How to complete this task: Once the line with "Target: meadow background" is found, write it out along with every line after it, exactly, up to the last line of the entries below. Exclude pictures.

(Photo-based referring expression data)
• • • • •

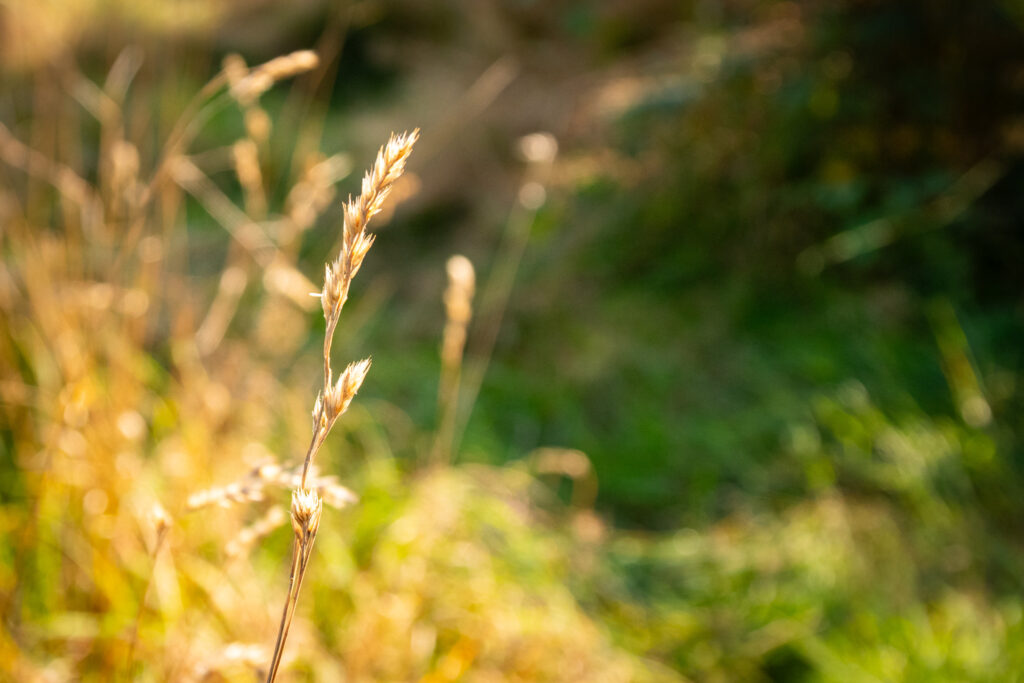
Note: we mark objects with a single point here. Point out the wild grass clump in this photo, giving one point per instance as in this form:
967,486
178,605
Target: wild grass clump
150,410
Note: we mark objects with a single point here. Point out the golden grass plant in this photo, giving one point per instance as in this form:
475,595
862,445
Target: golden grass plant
137,368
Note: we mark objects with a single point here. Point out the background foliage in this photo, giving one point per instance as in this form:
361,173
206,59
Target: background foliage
770,286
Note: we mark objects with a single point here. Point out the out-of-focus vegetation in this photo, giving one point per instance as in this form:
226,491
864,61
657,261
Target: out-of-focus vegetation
770,285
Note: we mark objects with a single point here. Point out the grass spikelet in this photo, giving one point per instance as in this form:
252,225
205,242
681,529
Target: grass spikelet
335,396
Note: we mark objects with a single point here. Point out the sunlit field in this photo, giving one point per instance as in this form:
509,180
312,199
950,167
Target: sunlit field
511,341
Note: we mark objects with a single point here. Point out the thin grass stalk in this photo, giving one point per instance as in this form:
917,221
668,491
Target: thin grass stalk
335,397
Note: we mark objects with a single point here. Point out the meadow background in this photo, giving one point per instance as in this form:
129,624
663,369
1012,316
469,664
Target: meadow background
741,397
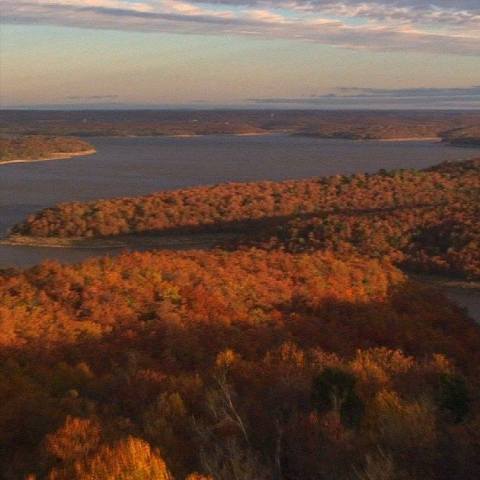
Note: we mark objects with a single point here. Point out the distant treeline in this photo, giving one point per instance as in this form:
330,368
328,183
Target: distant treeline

• • • • •

Final answer:
Target: meadow background
741,397
Note: we mark objects with a single point here. Point out the distant treeline in this photo, giving one point per instance as in this form:
330,368
328,183
Target: distant treeline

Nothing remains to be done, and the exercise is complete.